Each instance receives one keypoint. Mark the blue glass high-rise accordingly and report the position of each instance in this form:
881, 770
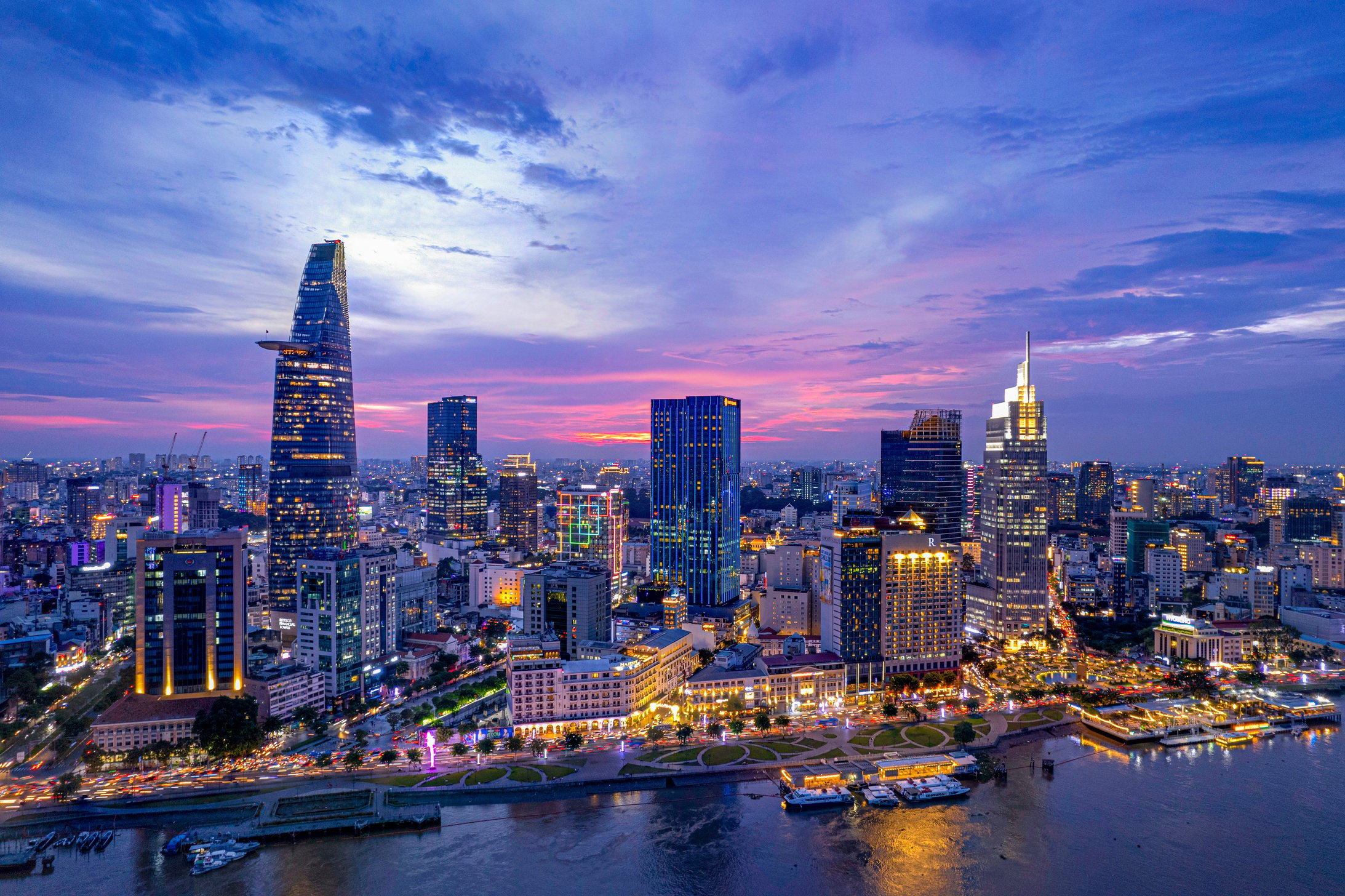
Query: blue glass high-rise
314, 489
696, 473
++++++++++
### Required work
Rewrite all the rows with "high-rise" replaced by "tower" everywhere and nothing else changed. Leave out the pictures.

### Result below
Each instance receives one keypoint. Mark the blue glass tower accordingly and report the position of each instance in this form:
881, 770
Query: blue glass tower
314, 489
696, 473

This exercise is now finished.